→ Passage given:

* Start *

Abstraction is the mental identification, singling out of some object from its connections with other objects, the separation of some attribute of an object from its other attributes, of some relation between certain objects from the objects themselves. Abstraction is a method of mental simplification, by which we consider some one aspect of the process we are studying. The scientist looks at the colourful picture which any object presents in real life through a single-colour filter and this enables him to see that object in only one, fundamentally important aspect. The picture loses many of its shades but gains in clarity. Abstraction has its limit. One cannot abstract the flame from what is burning. The sharp edge of abstraction, like the edge of a razor can be used to whittle things down until nothing is left.

Idealisation as a specific form of abstraction is an important technique in scientific cognition. Abstract objects do not exist and cannot be made to exist in reality, but they have their prototypes in the real world. Pure mathematics operates with numbers, vectors and other mathematical objects that are the result of abstraction and idealisation. Geometry, for example, is concerned with exact circles, but physical object is never exactly circular; perfect roundness is an abstraction. It cannot be found in nature. But it is an image of the real: it was brought into existence by generalisation from experience.

Generalisation and limitation. In the process of generalisation we move from individual concepts to general concepts and from less general concepts to more general ones, from individual judgements to general ones, from statements of less generality to statements of greater generality, from less general theory to more general theory, in relation to which the less general theory becomes a particular case of the more general. We should not be able to cope with the abundance of impressions that surge over us every hour, every minute, every second, if we were not constantly uniting them, generalising them and registering them by means of language.

* End *

→ Record extracts:
* Start *

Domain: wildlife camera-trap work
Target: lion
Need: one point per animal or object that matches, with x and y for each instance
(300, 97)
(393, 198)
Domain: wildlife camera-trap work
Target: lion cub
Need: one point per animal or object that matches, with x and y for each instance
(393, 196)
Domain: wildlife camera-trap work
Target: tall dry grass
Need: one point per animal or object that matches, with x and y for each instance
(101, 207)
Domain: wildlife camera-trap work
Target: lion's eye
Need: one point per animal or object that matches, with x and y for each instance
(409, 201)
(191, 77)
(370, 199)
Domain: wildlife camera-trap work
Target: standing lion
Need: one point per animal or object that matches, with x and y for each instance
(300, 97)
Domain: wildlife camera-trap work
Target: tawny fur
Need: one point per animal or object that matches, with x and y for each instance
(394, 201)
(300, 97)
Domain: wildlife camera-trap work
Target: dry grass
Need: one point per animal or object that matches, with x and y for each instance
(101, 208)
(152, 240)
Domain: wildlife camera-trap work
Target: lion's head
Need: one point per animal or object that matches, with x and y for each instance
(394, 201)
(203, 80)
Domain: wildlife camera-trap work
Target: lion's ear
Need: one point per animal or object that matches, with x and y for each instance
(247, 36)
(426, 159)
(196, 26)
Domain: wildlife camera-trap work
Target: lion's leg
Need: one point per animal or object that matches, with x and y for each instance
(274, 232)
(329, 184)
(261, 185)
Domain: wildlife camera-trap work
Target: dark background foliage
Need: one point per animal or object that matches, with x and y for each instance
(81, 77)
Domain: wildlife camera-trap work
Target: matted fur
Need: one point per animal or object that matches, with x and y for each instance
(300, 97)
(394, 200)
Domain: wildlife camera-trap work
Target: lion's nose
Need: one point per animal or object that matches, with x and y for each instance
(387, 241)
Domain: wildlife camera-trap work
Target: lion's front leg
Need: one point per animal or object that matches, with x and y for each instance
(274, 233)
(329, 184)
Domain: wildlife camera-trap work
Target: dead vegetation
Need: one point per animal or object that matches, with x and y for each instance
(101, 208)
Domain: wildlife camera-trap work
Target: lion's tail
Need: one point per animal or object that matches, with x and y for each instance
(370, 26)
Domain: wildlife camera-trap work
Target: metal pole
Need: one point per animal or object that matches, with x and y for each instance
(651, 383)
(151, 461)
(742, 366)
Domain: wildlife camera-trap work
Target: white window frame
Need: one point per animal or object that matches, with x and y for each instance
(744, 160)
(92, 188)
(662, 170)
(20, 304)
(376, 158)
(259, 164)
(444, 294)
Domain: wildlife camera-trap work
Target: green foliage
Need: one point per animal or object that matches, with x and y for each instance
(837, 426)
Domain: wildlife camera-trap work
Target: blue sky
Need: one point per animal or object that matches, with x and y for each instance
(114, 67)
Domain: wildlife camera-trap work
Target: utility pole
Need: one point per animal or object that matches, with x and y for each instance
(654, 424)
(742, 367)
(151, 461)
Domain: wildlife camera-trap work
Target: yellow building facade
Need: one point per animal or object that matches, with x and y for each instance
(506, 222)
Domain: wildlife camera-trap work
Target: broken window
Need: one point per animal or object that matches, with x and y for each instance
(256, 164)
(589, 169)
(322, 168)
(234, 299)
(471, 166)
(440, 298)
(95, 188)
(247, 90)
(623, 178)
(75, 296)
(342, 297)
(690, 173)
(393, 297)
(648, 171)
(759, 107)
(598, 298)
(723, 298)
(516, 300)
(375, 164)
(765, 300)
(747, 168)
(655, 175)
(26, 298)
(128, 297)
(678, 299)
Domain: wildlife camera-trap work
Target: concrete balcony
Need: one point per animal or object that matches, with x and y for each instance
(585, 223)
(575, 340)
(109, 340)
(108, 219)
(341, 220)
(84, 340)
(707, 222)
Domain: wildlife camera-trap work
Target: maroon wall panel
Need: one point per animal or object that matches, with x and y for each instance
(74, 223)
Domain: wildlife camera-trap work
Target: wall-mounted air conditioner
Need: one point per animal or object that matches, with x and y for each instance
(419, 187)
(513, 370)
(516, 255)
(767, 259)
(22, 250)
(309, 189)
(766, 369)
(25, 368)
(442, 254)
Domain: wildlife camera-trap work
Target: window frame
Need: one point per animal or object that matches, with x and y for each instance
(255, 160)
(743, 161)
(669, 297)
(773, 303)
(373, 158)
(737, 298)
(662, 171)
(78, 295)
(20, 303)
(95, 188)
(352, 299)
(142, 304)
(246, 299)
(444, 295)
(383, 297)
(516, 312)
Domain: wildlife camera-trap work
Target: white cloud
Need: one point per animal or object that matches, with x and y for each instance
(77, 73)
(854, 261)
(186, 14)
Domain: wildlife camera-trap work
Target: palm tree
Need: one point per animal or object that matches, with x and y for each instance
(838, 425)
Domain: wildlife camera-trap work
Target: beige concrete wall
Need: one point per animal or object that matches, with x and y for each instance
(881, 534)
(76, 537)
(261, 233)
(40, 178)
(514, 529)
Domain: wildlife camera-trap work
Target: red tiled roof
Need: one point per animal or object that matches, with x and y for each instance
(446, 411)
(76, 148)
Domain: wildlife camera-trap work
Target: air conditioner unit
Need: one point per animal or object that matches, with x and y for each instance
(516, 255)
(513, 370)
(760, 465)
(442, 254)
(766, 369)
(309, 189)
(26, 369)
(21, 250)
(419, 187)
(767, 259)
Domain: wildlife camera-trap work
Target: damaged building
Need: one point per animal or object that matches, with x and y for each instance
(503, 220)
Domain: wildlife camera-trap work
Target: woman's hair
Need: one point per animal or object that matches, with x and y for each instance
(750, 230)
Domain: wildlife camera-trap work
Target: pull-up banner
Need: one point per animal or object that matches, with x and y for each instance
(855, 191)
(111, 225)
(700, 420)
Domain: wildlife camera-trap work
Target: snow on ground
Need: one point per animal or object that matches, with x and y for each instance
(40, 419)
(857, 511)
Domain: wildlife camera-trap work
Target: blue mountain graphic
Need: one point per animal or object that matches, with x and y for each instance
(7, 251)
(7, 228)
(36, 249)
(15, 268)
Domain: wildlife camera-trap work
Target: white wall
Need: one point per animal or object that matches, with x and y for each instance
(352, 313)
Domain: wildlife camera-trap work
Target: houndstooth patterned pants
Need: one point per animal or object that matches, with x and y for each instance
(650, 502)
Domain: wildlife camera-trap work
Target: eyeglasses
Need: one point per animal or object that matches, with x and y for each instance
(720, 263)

* End *

Can you write out the passage on abstraction in full, word for word? The material that comes after the passage on abstraction stands on its own and is separate from it.

→ Correct answer:
Abstraction is the mental identification, singling out of some object from its connections with other objects, the separation of some attribute of an object from its other attributes, of some relation between certain objects from the objects themselves. Abstraction is a method of mental simplification, by which we consider some one aspect of the process we are studying. The scientist looks at the colourful picture which any object presents in real life through a single-colour filter and this enables him to see that object in only one, fundamentally important aspect. The picture loses many of its shades but gains in clarity. Abstraction has its limit. One cannot abstract the flame from what is burning. The sharp edge of abstraction, like the edge of a razor can be used to whittle things down until nothing is left.

Idealisation as a specific form of abstraction is an important technique in scientific cognition. Abstract objects do not exist and cannot be made to exist in reality, but they have their prototypes in the real world. Pure mathematics operates with numbers, vectors and other mathematical objects that are the result of abstraction and idealisation. Geometry, for example, is concerned with exact circles, but physical object is never exactly circular; perfect roundness is an abstraction. It cannot be found in nature. But it is an image of the real: it was brought into existence by generalisation from experience.

Generalisation and limitation. In the process of generalisation we move from individual concepts to general concepts and from less general concepts to more general ones, from individual judgements to general ones, from statements of less generality to statements of greater generality, from less general theory to more general theory, in relation to which the less general theory becomes a particular case of the more general. We should not be able to cope with the abundance of impressions that surge over us every hour, every minute, every second, if we were not constantly uniting them, generalising them and registering them by means of language.